● **THE TASK**:
Rewrite the entries from the line containing "Q: Mark a point on every instance of the necklace" through the last entry, swapping "bowl of strawberries" for "bowl of cherries" and leaving everything else as it is.

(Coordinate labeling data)
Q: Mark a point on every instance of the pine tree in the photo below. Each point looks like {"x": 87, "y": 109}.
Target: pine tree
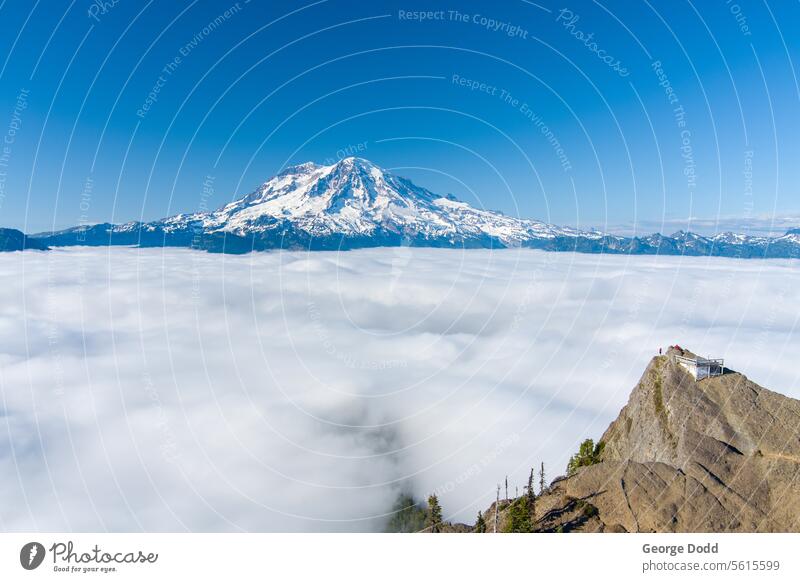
{"x": 480, "y": 524}
{"x": 434, "y": 520}
{"x": 541, "y": 480}
{"x": 531, "y": 500}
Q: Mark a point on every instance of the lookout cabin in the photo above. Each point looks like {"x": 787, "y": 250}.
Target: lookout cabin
{"x": 701, "y": 368}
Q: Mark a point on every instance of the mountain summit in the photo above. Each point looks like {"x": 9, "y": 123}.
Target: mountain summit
{"x": 719, "y": 454}
{"x": 354, "y": 203}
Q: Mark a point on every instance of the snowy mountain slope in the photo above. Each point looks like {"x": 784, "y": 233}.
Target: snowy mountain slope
{"x": 354, "y": 203}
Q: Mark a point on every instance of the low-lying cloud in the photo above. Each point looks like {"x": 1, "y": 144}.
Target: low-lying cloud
{"x": 175, "y": 390}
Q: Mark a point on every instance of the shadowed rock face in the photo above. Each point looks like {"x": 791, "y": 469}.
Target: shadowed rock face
{"x": 717, "y": 455}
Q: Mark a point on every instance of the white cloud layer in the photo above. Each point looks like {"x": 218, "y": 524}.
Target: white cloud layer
{"x": 175, "y": 390}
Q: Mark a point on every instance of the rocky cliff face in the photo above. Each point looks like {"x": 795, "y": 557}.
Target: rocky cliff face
{"x": 721, "y": 454}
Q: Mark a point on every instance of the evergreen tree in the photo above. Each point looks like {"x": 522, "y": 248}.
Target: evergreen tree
{"x": 518, "y": 518}
{"x": 434, "y": 520}
{"x": 541, "y": 480}
{"x": 531, "y": 501}
{"x": 407, "y": 515}
{"x": 480, "y": 524}
{"x": 588, "y": 454}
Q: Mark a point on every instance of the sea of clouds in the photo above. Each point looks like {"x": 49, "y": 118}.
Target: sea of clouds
{"x": 177, "y": 390}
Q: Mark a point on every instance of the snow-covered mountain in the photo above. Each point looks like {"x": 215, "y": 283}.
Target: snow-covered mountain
{"x": 353, "y": 203}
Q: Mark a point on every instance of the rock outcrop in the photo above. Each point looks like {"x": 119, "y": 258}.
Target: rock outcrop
{"x": 716, "y": 455}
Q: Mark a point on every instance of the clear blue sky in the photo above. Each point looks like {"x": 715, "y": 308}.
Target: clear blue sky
{"x": 579, "y": 141}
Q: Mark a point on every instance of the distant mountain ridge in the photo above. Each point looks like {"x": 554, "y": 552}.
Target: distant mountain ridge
{"x": 355, "y": 204}
{"x": 720, "y": 454}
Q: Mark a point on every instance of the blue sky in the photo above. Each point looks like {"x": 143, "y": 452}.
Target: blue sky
{"x": 508, "y": 105}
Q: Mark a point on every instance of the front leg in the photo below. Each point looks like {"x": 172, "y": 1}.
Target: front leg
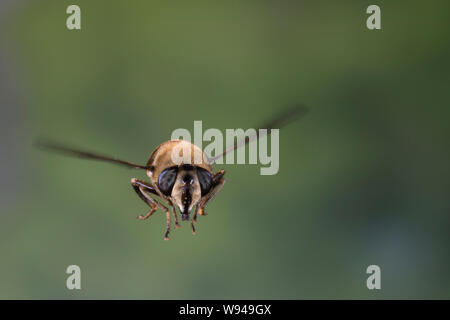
{"x": 218, "y": 182}
{"x": 143, "y": 189}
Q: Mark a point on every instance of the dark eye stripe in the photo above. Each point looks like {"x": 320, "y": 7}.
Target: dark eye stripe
{"x": 166, "y": 180}
{"x": 205, "y": 179}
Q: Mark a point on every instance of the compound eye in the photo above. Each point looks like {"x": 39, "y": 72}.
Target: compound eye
{"x": 205, "y": 180}
{"x": 166, "y": 180}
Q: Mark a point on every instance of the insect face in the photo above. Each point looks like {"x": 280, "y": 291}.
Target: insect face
{"x": 186, "y": 190}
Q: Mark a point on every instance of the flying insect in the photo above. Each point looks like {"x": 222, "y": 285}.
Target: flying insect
{"x": 183, "y": 185}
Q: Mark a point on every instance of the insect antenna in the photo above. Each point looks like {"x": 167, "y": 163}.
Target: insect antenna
{"x": 52, "y": 146}
{"x": 277, "y": 122}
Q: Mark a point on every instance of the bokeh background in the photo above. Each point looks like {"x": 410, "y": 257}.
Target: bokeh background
{"x": 364, "y": 177}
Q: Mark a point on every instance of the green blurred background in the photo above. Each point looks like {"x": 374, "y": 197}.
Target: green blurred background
{"x": 364, "y": 178}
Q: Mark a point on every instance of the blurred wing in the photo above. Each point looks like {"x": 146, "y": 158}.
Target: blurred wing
{"x": 51, "y": 146}
{"x": 277, "y": 122}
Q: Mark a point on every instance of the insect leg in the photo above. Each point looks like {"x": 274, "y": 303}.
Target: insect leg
{"x": 218, "y": 182}
{"x": 137, "y": 185}
{"x": 194, "y": 218}
{"x": 175, "y": 216}
{"x": 143, "y": 189}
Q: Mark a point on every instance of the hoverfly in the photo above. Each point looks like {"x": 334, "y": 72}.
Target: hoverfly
{"x": 183, "y": 185}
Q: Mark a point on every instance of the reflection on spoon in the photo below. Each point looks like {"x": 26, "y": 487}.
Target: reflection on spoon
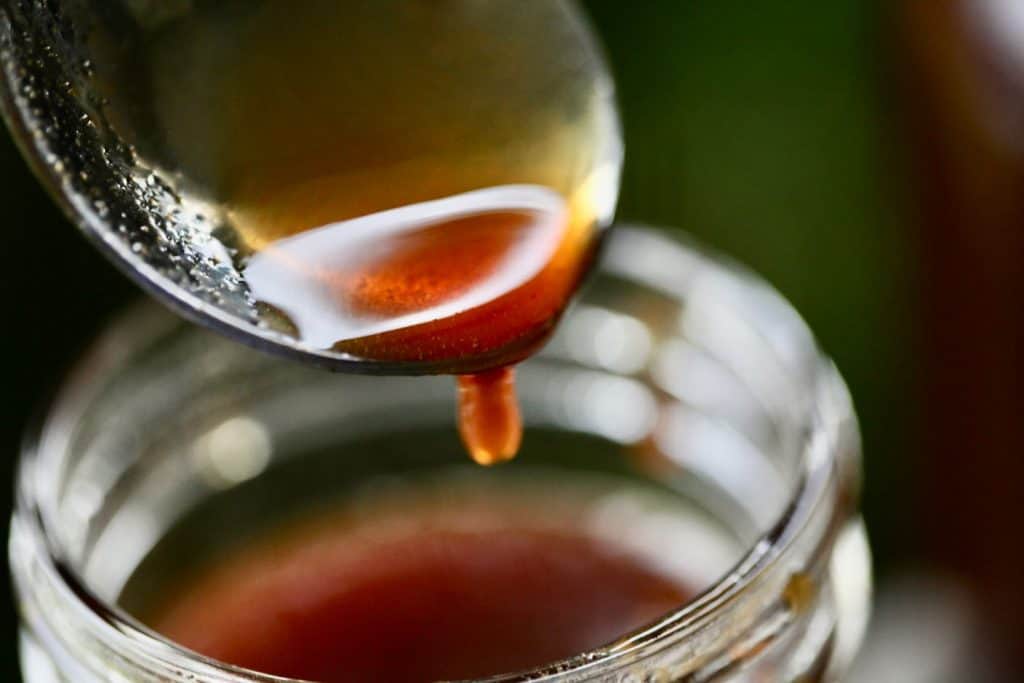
{"x": 412, "y": 265}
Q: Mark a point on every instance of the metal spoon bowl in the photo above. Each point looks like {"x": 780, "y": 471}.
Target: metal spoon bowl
{"x": 72, "y": 96}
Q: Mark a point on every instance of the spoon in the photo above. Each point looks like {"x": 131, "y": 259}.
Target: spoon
{"x": 265, "y": 167}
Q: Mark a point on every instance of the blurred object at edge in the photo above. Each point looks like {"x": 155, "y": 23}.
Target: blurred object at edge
{"x": 963, "y": 95}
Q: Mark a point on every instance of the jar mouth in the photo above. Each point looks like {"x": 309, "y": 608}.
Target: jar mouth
{"x": 827, "y": 456}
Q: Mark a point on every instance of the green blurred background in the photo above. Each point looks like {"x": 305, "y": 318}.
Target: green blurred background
{"x": 771, "y": 130}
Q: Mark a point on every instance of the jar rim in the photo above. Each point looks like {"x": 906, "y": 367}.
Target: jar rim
{"x": 825, "y": 463}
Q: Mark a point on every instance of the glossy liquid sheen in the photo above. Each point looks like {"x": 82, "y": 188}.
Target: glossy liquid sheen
{"x": 424, "y": 591}
{"x": 414, "y": 182}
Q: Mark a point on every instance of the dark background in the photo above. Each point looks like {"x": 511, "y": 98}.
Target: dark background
{"x": 794, "y": 135}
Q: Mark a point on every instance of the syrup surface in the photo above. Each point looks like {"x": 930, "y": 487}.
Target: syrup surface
{"x": 423, "y": 594}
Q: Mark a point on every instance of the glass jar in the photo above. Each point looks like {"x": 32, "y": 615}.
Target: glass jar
{"x": 676, "y": 371}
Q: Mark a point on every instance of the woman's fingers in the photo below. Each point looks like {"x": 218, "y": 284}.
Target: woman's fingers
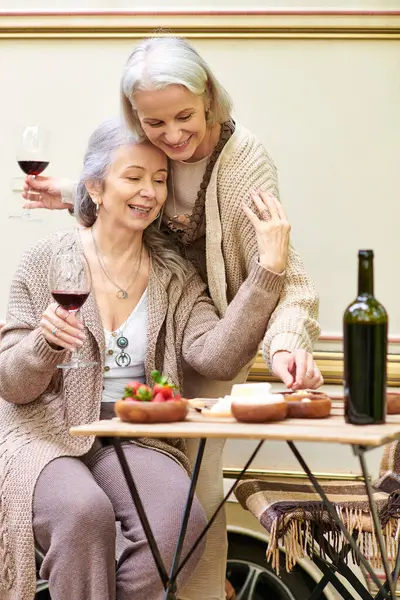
{"x": 62, "y": 328}
{"x": 254, "y": 220}
{"x": 59, "y": 335}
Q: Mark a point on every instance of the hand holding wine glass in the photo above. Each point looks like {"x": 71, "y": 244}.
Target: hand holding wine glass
{"x": 48, "y": 193}
{"x": 70, "y": 285}
{"x": 68, "y": 330}
{"x": 33, "y": 158}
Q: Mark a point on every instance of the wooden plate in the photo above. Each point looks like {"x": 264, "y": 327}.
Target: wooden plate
{"x": 260, "y": 413}
{"x": 393, "y": 403}
{"x": 151, "y": 412}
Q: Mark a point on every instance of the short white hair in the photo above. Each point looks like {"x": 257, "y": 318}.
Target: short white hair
{"x": 158, "y": 62}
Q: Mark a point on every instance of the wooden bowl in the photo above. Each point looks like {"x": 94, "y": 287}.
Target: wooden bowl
{"x": 393, "y": 403}
{"x": 151, "y": 412}
{"x": 308, "y": 405}
{"x": 259, "y": 413}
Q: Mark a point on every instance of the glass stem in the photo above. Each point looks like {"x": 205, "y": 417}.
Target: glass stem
{"x": 76, "y": 354}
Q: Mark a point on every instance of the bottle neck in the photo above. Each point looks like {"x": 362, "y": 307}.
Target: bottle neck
{"x": 365, "y": 276}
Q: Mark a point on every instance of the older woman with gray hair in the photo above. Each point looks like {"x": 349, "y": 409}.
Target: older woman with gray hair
{"x": 65, "y": 493}
{"x": 171, "y": 97}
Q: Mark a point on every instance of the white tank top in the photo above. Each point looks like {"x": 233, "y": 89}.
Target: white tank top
{"x": 122, "y": 364}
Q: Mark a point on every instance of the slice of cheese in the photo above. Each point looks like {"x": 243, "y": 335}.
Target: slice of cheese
{"x": 250, "y": 389}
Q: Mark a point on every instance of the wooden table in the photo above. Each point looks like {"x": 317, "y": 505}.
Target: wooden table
{"x": 332, "y": 429}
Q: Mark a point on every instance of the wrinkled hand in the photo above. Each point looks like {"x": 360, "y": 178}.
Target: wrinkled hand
{"x": 272, "y": 231}
{"x": 49, "y": 193}
{"x": 68, "y": 331}
{"x": 297, "y": 370}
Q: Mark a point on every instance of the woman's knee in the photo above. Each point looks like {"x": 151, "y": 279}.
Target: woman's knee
{"x": 71, "y": 506}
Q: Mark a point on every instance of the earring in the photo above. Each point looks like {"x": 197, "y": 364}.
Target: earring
{"x": 159, "y": 217}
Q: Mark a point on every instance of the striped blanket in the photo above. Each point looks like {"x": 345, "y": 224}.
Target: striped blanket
{"x": 294, "y": 515}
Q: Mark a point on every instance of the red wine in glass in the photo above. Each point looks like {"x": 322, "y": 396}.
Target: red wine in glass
{"x": 70, "y": 283}
{"x": 33, "y": 167}
{"x": 71, "y": 301}
{"x": 33, "y": 158}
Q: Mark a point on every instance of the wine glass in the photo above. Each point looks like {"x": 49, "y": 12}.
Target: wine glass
{"x": 33, "y": 158}
{"x": 70, "y": 284}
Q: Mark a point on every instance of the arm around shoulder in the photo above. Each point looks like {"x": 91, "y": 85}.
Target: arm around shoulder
{"x": 219, "y": 348}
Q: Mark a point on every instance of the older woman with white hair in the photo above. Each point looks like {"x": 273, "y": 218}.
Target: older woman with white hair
{"x": 66, "y": 493}
{"x": 171, "y": 97}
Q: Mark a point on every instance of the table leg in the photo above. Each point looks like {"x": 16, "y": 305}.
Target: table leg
{"x": 395, "y": 575}
{"x": 170, "y": 583}
{"x": 219, "y": 507}
{"x": 116, "y": 442}
{"x": 333, "y": 514}
{"x": 338, "y": 565}
{"x": 330, "y": 577}
{"x": 171, "y": 587}
{"x": 360, "y": 451}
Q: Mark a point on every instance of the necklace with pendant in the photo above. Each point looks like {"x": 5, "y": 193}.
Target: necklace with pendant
{"x": 122, "y": 359}
{"x": 122, "y": 293}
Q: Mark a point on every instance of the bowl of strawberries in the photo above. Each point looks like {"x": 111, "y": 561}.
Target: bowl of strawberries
{"x": 161, "y": 403}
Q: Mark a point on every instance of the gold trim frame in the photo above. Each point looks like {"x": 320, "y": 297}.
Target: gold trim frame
{"x": 331, "y": 366}
{"x": 265, "y": 474}
{"x": 376, "y": 25}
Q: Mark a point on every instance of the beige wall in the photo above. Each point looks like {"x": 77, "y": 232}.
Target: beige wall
{"x": 327, "y": 110}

● **COMPLETE ANSWER**:
Q: Mark a point on every instance of the necklace with pendant in the photo above. Each point looks like {"x": 5, "y": 193}.
Target: necklace with pendant
{"x": 122, "y": 359}
{"x": 122, "y": 293}
Q: Mark a point on every instance of the bowl of cherries in the photo above. Each point looks like {"x": 111, "y": 561}.
Target: bowl of cherries
{"x": 161, "y": 403}
Q: Mark a point on every instance of the gold trim frame in the photo above. Each point looks like {"x": 320, "y": 297}.
Target: gold trim frame
{"x": 331, "y": 366}
{"x": 265, "y": 474}
{"x": 376, "y": 25}
Q: Mark a point on every instance of the beige wall in the photo above. Each point looks like {"x": 77, "y": 232}.
Target: beige wall
{"x": 327, "y": 110}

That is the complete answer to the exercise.